Debra’s mother begged her not to leave South Carolina, but the move to Connecticut with her husband and young children in 1997 was inevitable. When Debra’s mother passed away one year later, at just 51-years-old, Debra was devastated. “I thought I had more time with her.” She started drinking the day she came home from her mother’s funeral. “I guess I just tried to suffocate it, tried not to feel it.”
Debra and her husband continued with their lives, raising their three children and operating a very successful business. They were drinking a lot. Eventually, an acquaintance offered Debra cocaine, and, as she puts it, “we were off and running.” Debra says that being an addict and making a lot of money don’t mix. This proved true for her. Whether using alcohol, crack cocaine, heroin, marijuana, or pain pills, she became lost in addiction.
Debra’s life had fallen apart. Her marriage ended, she was evicted from her house, she lost custody of her youngest child to her ex-husband’s family, and she was arrested four times in three months. Debra tried rehab, short-term stays at shelters, longer term support programs, living with a boyfriend’s parents, living in an illegal apartment without heat or hot water, and staying on friends’ couches. She tried to find work, and even held some temporary jobs, but could not get back on her feet. “It seemed like I had so much stacked against me.”
Debra first stood in line to get a bed at Columbus House’s New Haven Shelter in 2012. (At that time, before the creation of the state-wide Coordinated Access Network, the referral process for finding shelter was not as streamlined as it is today. Getting in line at the shelter each afternoon at 4pm was the only way to ensure your bed.) Debra says she was scared, timid, and shy. She was surrounded by people from all walks of life — some whom she worried might influence her to make bad choices. The rooms felt crowded. She often asked to sleep in the dining room where women were allowed to stay if the rooms were at capacity. Luckily, the staff allowed her to do this, even when the women’s bedrooms were not full.
Debra says, while at Columbus House, her case manager worked diligently to connect her to every available housing opportunity. She was put on a waiting list for supportive housing and told to call each week. She did not have a steady phone number to be reached at. Debra called every week, and finally, a year later, she got the good news. She would be getting a room at Sojourners Place, a Columbus House supportive housing program with an on-site case manager for women suffering from both addiction and mental illness. Debra explains, “I was extremely grateful as my case manager gave me my keys. I knew that I could stay here. This was my room and I did not have to leave.”

+++++

**Actions to take:**
• A. According to Debra's story, how old was Debra's mother when she died?
• B. Carry Debra's story forward from its last sentence.
The material after Debra's story has nothing to do with it.

**Material shown:**
+++++

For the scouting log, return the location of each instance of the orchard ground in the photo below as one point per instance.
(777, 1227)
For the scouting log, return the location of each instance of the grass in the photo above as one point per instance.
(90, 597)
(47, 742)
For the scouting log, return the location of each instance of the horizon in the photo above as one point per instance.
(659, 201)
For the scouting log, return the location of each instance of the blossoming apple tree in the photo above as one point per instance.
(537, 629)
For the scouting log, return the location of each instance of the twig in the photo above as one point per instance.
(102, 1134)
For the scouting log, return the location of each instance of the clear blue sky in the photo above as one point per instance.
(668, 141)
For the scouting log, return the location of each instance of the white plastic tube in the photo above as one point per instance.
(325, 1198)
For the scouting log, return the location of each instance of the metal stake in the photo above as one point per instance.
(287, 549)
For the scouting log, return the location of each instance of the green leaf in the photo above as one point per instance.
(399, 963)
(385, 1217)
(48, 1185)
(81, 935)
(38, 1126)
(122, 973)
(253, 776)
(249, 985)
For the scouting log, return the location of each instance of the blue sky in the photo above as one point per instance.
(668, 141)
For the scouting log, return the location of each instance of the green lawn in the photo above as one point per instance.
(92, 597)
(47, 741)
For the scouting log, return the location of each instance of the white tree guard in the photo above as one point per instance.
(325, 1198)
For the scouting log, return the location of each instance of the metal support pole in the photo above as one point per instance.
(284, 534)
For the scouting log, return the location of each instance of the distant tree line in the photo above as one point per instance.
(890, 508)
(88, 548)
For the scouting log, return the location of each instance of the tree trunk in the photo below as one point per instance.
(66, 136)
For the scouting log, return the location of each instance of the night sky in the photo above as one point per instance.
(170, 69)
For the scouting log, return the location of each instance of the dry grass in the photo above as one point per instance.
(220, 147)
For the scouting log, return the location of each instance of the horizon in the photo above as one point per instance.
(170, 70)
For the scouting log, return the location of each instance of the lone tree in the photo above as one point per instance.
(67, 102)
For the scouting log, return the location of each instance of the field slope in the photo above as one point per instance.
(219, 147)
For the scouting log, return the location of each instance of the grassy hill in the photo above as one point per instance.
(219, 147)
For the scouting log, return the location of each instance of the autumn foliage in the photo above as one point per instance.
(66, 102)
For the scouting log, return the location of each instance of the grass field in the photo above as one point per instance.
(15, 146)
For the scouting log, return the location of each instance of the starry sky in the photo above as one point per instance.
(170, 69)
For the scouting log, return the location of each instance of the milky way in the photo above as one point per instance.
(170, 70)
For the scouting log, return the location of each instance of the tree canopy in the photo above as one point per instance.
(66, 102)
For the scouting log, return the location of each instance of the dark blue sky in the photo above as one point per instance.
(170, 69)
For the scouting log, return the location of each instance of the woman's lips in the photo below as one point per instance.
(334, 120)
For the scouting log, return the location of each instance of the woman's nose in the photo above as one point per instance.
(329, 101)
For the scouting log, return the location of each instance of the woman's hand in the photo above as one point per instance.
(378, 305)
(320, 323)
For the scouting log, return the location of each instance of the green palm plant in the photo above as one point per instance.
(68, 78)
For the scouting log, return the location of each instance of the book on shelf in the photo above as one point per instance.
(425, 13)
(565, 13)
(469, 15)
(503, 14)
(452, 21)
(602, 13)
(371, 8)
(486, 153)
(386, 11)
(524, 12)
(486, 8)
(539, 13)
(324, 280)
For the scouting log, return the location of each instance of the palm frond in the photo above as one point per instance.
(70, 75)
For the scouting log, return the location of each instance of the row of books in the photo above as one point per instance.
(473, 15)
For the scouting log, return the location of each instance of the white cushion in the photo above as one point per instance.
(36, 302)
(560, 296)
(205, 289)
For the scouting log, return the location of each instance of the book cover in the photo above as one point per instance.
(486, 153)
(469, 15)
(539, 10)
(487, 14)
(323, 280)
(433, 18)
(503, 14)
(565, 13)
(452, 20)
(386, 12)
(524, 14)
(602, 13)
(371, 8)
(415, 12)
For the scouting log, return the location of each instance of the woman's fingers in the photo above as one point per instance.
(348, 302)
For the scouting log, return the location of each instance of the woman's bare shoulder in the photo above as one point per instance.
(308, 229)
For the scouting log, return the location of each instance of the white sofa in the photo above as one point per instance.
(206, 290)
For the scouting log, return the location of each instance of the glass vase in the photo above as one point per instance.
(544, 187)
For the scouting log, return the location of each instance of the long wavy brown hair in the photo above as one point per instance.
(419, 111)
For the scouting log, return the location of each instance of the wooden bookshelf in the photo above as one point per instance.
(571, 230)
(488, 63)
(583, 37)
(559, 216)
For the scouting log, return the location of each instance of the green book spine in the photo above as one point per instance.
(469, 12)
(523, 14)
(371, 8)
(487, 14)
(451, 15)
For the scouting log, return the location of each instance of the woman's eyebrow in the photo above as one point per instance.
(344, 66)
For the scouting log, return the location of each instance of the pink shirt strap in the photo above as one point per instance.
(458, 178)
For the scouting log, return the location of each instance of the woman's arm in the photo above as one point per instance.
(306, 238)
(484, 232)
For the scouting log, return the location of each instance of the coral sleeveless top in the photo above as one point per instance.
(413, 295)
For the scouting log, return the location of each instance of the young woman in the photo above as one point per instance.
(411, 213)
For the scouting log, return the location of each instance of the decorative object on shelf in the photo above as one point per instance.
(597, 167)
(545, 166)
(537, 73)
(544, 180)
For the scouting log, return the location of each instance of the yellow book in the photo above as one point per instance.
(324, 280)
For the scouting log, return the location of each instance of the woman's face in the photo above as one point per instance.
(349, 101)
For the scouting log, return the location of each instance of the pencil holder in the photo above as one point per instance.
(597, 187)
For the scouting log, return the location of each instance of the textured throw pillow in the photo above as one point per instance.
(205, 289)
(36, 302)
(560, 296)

+++++

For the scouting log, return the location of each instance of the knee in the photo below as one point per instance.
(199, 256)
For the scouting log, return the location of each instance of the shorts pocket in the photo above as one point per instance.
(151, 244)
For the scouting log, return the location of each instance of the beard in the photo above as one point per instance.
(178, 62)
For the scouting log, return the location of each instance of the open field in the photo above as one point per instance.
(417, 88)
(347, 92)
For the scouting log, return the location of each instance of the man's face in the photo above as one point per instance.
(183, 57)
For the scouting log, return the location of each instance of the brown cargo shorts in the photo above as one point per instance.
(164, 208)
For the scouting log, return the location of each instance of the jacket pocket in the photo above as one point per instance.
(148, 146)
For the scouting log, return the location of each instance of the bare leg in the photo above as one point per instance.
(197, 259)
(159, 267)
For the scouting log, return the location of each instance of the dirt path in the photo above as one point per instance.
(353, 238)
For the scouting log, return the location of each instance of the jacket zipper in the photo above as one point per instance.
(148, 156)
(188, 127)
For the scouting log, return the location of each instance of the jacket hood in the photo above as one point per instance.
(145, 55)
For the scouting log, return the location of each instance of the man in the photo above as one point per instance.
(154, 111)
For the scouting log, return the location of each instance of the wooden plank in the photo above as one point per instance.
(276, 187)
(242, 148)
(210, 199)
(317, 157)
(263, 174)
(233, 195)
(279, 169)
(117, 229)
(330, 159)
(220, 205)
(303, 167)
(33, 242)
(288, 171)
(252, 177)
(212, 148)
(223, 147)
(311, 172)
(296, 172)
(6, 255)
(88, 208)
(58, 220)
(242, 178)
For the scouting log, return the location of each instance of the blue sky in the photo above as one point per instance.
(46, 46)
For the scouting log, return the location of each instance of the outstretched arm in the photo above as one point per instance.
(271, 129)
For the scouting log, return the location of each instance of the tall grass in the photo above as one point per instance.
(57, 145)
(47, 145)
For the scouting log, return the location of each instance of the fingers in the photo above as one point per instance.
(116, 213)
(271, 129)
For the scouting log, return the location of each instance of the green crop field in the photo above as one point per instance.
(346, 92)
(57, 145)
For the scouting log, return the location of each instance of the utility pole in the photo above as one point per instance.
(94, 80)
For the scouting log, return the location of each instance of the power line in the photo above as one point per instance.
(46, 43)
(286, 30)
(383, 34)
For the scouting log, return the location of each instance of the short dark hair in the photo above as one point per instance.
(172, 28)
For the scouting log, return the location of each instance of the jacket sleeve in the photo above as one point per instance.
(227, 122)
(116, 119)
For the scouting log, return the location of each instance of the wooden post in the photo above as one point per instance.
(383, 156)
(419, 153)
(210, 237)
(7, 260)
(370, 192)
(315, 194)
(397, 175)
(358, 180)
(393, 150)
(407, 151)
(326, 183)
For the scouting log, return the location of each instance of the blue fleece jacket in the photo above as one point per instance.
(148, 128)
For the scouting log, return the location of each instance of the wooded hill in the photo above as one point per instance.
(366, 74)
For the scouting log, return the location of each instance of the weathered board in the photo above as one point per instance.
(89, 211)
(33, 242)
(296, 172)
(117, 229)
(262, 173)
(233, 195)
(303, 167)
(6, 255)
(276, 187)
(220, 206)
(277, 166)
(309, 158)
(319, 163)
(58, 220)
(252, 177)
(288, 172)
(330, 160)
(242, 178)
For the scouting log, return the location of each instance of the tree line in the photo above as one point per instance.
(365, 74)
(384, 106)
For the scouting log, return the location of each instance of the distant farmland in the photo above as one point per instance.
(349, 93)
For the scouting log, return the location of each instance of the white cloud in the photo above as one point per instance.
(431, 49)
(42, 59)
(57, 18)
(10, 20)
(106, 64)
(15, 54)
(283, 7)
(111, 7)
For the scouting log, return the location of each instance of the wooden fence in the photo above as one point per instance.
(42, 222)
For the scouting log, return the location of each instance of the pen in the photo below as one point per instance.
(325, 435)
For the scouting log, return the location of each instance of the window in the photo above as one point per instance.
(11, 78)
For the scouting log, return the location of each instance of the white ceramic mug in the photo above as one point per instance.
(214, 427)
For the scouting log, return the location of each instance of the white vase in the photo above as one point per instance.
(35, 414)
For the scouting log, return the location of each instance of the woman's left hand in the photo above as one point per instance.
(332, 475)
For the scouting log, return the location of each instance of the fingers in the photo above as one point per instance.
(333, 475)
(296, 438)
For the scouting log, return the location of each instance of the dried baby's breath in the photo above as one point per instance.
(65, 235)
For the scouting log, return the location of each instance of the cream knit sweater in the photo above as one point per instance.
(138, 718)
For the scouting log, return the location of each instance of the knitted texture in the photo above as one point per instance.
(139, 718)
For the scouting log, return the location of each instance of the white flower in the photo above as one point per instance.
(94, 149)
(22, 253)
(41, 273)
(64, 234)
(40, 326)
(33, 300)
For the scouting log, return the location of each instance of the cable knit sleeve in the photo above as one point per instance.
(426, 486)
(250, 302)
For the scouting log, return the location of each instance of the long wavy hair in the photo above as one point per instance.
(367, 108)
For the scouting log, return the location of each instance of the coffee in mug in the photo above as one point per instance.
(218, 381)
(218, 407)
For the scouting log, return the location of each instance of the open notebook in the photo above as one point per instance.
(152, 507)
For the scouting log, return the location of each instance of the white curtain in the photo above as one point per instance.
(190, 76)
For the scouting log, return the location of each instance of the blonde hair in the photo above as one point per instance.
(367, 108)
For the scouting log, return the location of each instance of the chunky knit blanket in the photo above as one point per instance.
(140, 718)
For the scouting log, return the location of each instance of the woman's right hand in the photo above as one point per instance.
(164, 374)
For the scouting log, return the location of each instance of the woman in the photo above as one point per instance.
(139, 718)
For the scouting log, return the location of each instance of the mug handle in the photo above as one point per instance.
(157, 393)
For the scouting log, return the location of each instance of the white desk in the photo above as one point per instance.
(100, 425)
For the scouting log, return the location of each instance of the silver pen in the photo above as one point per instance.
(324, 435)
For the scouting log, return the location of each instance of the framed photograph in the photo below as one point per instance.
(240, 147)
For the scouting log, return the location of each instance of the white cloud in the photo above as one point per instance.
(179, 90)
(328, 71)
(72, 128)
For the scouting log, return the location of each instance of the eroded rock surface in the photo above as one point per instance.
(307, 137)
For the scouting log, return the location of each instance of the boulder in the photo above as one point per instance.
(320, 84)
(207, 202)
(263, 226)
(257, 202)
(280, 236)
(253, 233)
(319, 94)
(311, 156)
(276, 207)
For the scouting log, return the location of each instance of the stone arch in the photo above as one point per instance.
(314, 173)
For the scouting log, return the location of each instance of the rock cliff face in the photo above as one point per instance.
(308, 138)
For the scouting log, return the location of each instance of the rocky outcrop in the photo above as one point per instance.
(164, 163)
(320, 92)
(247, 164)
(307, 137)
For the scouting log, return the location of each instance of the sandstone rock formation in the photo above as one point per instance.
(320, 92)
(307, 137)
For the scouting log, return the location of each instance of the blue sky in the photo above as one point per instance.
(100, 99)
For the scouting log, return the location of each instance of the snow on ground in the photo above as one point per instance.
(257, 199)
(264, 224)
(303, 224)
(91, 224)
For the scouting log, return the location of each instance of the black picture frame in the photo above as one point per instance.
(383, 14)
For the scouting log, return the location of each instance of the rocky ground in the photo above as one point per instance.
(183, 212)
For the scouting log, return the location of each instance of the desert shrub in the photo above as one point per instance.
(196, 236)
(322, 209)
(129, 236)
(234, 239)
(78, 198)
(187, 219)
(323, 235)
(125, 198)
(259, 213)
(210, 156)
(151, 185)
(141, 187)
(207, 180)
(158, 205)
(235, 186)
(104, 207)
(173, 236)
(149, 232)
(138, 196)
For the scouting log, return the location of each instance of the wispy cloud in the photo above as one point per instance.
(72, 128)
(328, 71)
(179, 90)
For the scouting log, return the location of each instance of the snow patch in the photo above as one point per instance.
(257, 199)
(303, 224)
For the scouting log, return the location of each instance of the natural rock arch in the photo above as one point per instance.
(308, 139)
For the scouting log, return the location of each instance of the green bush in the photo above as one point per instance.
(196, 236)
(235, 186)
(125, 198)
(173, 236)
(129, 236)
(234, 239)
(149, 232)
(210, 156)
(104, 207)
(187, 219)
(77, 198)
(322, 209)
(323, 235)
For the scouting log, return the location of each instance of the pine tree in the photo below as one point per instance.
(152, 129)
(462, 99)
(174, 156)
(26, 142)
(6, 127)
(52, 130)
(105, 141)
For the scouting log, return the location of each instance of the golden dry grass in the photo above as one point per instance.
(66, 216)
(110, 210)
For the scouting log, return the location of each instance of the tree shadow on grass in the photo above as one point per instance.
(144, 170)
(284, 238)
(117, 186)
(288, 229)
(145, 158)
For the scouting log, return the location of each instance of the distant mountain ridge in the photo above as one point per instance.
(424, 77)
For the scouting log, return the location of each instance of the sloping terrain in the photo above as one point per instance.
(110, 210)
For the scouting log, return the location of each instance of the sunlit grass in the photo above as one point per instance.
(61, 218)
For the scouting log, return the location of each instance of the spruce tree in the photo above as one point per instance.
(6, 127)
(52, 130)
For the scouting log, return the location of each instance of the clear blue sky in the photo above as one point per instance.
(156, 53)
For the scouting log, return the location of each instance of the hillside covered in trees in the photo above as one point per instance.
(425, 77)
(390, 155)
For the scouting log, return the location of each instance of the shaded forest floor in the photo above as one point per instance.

+++++

**Answers to this exercise:**
• A. She was 51 years old.

• B.
Debra has lived at Sojourners Place for over three years. Her life is getting back on track. “Finally, after I got here, my life seemed to even out. People are giving me the right resources.” Debra meets often with her case manager, and with her doctors. She’s working on getting her health back after years of neglecting herself. She contracted Hepatitis C during that time and has to take medicine that sometimes makes her sick. “It’s good to know I have a place to come back and lay down when I don’t feel good.”
Debra does not plan to live at Sojourners forever. Her case manager thinks she is very close to being ready for her own apartment. Debra still has some health issues to address, and continues to work on her future goals, which include staying healthy and looking for employment. She is reconnected with her adult daughters and enjoys spending holidays, and even going on vacation with them. Debra is very proud of her children, and likewise, she says, “My kids are proud of me.” Debra still thinks about her mother every day. She keeps a picture of her in her room at Sojourners Place. She says her daughters look just like her mother.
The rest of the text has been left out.